## Passage for review
┌──

One particularly curious matter on L&F's Form is a program identified thus [on the last page of Part II]:
Volunteer Placement and Orientation (Brother Martin's Ministry) $289,453
Placement and orientation service that included a complete tour of the facilities 1 to 2 times a week for the public interested in volunteering at Sacramento Loaves & Fishes. A total of 750 people attended the weekly 10 A.M. Thursday orientations and 110 people attended the first Saturday orientations. 3,880 people throughout the Sacramento region volunteered their service to Sacramento Loaves & Fishes.
This "Volunteer Placement and Orientation" Program, uniquely, goes unmentioned at the Loaves & Fishes website page of its programs. Yet, with expenditures of $289,453 attributed to it, it ranks as the fifth most expensive thing that Loaves & Fishes does.

If you look at the description of the program, it is hard-to-impossible to fathom how so very much money can be spent accomplishing so very little. Apparently, for the benefit of 860 people [750 + 110] who went through orientation as volunteers, $289,453 was spent. That's $329 per person.

└──

## Data under study
┌──

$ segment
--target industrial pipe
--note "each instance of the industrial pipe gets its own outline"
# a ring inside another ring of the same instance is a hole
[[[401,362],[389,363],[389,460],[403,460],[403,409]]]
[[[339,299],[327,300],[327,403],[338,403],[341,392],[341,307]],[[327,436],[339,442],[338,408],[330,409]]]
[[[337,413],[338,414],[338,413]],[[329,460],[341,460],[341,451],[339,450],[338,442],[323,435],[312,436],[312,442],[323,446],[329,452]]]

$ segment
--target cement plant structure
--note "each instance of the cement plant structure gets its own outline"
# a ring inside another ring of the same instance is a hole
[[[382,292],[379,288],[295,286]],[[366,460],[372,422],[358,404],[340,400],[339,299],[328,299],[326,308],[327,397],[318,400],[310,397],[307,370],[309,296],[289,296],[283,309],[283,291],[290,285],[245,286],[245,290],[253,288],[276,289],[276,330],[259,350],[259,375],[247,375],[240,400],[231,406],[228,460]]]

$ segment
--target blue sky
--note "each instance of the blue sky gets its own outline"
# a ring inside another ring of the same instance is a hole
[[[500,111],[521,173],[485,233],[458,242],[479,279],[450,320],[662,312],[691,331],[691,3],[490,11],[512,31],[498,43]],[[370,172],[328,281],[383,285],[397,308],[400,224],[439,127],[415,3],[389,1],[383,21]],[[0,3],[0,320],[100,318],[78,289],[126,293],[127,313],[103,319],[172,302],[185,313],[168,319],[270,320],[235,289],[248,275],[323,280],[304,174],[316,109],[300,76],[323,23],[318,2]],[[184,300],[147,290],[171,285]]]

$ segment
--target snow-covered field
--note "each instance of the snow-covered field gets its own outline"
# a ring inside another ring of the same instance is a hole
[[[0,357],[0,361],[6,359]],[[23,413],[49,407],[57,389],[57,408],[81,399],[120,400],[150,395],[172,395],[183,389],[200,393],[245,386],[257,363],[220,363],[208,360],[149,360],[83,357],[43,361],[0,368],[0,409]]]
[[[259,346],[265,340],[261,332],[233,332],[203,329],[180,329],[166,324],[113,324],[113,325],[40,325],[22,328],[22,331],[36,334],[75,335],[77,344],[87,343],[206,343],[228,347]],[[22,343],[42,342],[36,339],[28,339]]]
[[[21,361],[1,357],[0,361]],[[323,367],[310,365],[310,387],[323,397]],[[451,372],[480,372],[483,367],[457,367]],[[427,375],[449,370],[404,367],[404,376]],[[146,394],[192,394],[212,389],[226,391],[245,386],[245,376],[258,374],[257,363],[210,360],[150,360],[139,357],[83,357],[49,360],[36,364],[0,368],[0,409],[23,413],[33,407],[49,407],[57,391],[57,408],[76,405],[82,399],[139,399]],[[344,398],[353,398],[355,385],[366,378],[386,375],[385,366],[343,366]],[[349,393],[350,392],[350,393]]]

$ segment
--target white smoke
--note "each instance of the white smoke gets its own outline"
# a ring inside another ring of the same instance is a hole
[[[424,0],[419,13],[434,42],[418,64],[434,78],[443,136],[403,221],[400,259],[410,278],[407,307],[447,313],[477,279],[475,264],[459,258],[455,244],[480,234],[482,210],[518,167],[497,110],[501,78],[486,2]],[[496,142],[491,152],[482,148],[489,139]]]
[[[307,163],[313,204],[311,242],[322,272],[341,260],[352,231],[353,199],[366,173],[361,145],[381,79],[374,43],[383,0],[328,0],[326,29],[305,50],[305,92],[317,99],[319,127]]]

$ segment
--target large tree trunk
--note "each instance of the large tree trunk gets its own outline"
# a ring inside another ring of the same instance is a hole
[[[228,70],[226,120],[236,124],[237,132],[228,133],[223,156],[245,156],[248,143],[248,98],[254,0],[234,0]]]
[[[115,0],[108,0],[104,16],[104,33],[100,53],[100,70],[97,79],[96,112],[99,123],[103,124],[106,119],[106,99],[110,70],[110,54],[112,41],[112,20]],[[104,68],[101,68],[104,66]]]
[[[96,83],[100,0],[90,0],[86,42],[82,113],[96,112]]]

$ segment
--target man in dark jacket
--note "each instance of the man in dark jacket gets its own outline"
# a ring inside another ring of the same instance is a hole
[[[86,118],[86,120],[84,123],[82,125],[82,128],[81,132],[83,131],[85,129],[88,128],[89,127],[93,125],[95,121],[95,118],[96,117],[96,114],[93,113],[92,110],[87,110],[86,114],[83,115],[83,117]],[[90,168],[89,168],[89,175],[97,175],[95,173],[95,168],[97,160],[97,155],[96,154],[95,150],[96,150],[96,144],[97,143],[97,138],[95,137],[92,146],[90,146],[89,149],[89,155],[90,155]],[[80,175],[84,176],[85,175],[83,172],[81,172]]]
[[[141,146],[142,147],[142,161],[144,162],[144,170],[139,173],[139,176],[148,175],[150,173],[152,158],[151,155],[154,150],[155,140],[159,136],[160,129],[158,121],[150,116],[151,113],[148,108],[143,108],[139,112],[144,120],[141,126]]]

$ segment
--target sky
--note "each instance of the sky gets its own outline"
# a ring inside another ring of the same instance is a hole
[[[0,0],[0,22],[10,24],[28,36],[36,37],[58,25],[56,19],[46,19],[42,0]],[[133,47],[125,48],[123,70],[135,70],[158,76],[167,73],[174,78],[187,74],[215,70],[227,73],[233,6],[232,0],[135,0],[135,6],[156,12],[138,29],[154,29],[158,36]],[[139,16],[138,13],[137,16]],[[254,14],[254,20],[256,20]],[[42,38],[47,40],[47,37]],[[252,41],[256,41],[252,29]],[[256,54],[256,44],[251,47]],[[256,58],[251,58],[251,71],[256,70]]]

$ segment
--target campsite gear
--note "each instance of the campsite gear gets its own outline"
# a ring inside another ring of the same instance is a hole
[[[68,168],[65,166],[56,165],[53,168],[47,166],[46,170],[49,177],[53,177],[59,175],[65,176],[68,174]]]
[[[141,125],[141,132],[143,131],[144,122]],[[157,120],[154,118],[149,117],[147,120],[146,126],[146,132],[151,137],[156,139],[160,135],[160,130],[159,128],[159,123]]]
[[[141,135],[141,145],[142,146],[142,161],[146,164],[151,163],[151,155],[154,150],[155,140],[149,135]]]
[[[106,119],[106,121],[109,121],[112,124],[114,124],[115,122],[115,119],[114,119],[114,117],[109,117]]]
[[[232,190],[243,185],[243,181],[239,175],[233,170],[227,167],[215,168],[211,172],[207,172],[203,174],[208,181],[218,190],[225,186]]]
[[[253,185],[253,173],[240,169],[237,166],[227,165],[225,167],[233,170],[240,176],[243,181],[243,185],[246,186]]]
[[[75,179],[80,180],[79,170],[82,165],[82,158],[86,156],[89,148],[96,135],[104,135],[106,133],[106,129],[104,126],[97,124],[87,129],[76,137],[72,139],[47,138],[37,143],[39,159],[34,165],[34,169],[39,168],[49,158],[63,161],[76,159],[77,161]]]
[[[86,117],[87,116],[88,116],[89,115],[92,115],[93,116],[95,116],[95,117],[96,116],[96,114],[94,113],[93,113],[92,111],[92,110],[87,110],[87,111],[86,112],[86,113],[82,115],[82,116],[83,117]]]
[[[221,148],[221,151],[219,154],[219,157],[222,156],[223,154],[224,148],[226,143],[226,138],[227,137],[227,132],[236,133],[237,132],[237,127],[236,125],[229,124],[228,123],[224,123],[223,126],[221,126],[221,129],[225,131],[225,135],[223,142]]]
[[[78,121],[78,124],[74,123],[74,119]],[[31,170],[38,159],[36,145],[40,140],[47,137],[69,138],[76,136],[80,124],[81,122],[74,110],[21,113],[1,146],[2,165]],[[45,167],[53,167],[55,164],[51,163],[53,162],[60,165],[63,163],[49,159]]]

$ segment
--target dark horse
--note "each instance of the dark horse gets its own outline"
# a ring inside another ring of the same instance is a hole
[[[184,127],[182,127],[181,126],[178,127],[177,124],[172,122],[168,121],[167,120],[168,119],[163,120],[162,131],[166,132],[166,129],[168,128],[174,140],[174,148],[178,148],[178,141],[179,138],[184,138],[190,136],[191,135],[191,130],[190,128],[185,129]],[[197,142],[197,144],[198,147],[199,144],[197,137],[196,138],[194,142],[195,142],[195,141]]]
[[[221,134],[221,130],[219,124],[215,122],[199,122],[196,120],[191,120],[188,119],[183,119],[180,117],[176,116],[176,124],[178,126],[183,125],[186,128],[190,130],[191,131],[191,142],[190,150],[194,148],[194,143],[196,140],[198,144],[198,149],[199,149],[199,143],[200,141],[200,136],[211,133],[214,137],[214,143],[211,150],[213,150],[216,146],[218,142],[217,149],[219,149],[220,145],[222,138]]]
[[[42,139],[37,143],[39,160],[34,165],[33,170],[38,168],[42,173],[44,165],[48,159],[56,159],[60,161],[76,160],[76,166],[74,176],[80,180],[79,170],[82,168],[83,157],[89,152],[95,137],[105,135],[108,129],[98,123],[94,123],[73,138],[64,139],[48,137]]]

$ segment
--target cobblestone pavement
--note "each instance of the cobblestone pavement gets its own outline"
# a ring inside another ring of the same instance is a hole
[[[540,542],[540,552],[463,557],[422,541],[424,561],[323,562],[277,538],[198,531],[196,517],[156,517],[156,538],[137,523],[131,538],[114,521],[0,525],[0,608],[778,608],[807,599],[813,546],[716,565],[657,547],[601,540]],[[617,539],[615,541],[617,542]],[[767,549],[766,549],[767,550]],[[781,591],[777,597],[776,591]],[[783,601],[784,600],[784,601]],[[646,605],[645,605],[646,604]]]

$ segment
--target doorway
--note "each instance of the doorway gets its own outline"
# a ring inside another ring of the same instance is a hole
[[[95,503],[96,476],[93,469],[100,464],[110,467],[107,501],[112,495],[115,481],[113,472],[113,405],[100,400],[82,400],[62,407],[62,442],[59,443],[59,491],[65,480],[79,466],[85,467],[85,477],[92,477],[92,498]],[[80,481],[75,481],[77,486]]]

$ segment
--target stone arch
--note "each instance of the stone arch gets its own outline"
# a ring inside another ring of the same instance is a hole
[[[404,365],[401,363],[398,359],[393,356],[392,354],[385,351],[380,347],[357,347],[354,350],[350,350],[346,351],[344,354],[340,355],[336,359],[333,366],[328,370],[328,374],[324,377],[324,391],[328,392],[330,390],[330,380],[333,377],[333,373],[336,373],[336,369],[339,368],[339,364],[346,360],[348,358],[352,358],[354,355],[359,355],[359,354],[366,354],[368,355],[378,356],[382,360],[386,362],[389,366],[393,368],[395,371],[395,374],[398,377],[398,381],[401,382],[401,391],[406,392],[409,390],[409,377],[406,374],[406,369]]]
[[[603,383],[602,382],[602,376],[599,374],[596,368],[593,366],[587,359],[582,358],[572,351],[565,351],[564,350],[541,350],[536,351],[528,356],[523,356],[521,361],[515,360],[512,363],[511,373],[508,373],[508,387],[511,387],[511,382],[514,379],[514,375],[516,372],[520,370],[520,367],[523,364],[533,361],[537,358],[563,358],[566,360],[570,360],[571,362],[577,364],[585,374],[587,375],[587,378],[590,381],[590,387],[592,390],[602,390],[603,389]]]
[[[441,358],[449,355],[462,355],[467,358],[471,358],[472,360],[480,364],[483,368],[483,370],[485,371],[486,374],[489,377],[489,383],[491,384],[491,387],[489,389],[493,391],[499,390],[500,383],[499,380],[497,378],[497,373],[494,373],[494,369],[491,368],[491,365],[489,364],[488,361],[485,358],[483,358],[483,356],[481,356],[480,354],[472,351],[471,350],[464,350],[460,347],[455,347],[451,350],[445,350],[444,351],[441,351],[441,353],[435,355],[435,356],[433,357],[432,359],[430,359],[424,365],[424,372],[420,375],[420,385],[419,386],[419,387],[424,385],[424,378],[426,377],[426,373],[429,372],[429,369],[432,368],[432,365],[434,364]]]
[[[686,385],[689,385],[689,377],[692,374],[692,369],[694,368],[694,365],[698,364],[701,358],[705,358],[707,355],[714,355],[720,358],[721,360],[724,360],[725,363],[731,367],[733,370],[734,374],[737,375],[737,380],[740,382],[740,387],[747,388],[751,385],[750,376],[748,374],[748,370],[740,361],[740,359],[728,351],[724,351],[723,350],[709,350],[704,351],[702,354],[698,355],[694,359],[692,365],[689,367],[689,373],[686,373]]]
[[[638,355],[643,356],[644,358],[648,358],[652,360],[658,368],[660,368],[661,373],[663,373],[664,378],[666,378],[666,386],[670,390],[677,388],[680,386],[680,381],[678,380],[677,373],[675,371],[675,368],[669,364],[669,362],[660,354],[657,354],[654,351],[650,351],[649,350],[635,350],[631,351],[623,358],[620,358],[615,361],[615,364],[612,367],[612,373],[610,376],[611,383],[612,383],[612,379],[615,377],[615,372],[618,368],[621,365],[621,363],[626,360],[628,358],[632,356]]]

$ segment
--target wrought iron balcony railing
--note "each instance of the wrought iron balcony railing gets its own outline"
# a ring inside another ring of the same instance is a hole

└──

## Work instructions
(a) List every count of people given in the passage on the Loaves & Fishes volunteer program.
(b) Reproduce a section of the passage on the Loaves & Fishes volunteer program, beginning at the words "One particularly curious" and stopping after "to Sacramento Loaves & Fishes.".

## Answers to each task
(a)
750
110
3,880
860

(b)
One particularly curious matter on L&F's Form is a program identified thus [on the last page of Part II]:
Volunteer Placement and Orientation (Brother Martin's Ministry) $289,453
Placement and orientation service that included a complete tour of the facilities 1 to 2 times a week for the public interested in volunteering at Sacramento Loaves & Fishes. A total of 750 people attended the weekly 10 A.M. Thursday orientations and 110 people attended the first Saturday orientations. 3,880 people throughout the Sacramento region volunteered their service to Sacramento Loaves & Fishes.